41% des femmes ayant vécu en couple ont déjà été exposées, au moins une fois, à une forme de violences économiques.
Kinga Krzeminska / Getty Images 41% des femmes ayant vécu en couple ont déjà été exposées, au moins une fois, à une forme de violences économiques.

TRIBUNE - Elle est privée de carte bancaire, et elle a 25 euros de liquide pour faire vivre toute la famille chaque semaine. Elle travaille, mais tout son salaire, versé sur un compte joint, disparaît systématiquement sur les comptes épargne de son compagnon. Elle finance la moitié des dépenses de la famille alors que son ou sa partenaire gagne trois fois son salaire. Elle vit dans une maison qui appartient à son mari, et doit payer l’équivalent d’un loyer tous les mois. Elle « donne un coup de main » pour l’activité libérale de sa compagne depuis dix ans, sans salaire, et sans déclaration.

Posons les véritables mots sur ces organisations financières de couples qui dérangent : vol, utilisation frauduleuse, enrichissement sans cause, racket, exploitation, travail illégal. Toutes ces femmes sont victimes de violences économiques. Longtemps, ce type de violences conjugales a été occulté, et ça ne peut pas durer.

• **Segment de données**:
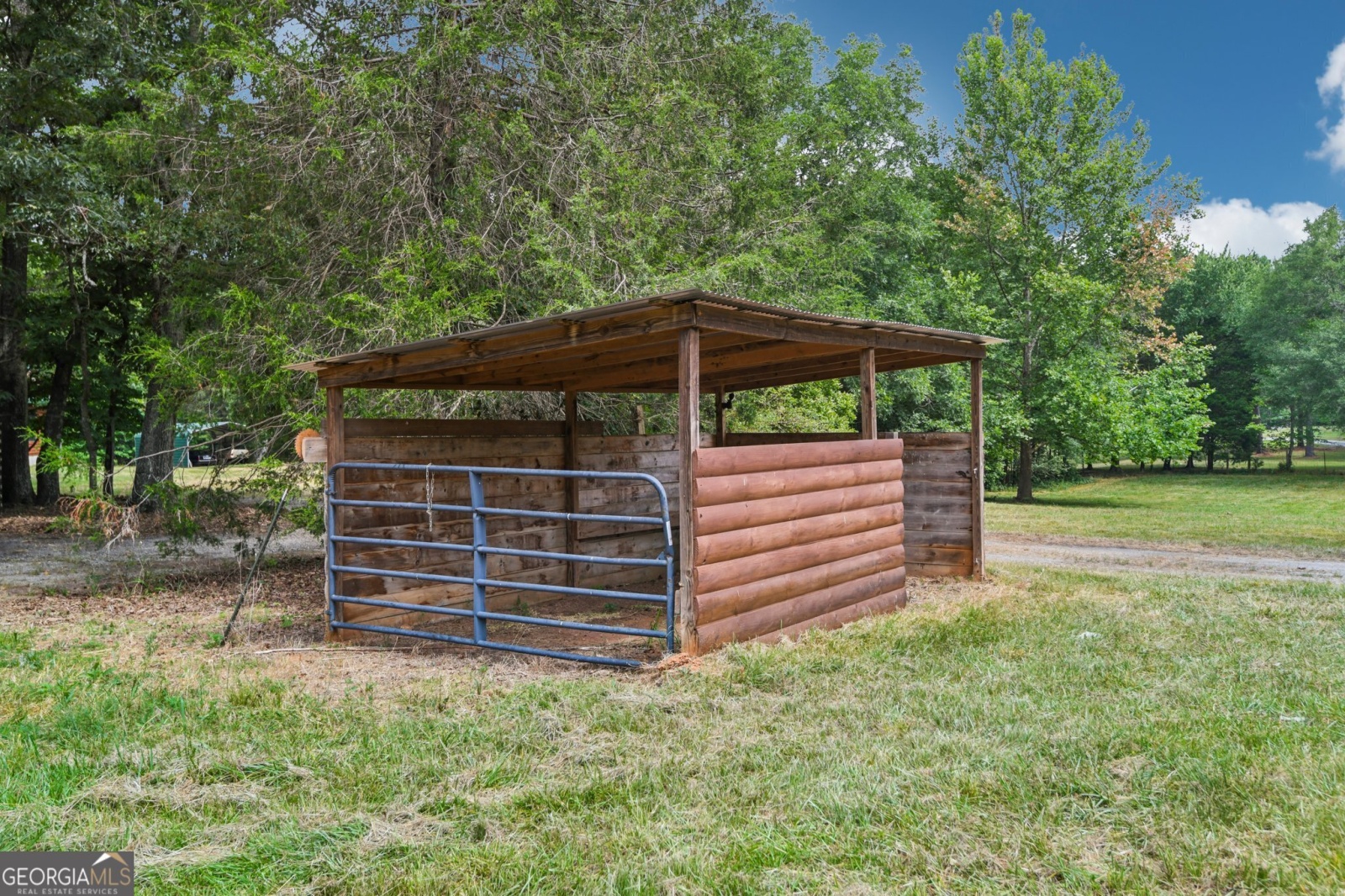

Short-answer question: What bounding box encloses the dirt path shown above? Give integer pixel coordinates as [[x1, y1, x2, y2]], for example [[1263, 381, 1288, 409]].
[[986, 533, 1345, 585]]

• **Consignes**:
**1)** Extrayez du texte sur les violences économiques le passage commençant par "Kinga Krzeminska /" et allant jusqu'à "et sans déclaration.".
**2)** Relevez tous les mots que le texte sur les violences économiques propose de poser sur les organisations financières de couples qui dérangent.

• **Réponses**:
**1)**
Kinga Krzeminska / Getty Images 41% des femmes ayant vécu en couple ont déjà été exposées, au moins une fois, à une forme de violences économiques.

TRIBUNE - Elle est privée de carte bancaire, et elle a 25 euros de liquide pour faire vivre toute la famille chaque semaine. Elle travaille, mais tout son salaire, versé sur un compte joint, disparaît systématiquement sur les comptes épargne de son compagnon. Elle finance la moitié des dépenses de la famille alors que son ou sa partenaire gagne trois fois son salaire. Elle vit dans une maison qui appartient à son mari, et doit payer l’équivalent d’un loyer tous les mois. Elle « donne un coup de main » pour l’activité libérale de sa compagne depuis dix ans, sans salaire, et sans déclaration.

**2)**
- vol
- utilisation frauduleuse
- enrichissement sans cause
- racket
- exploitation
- travail illégal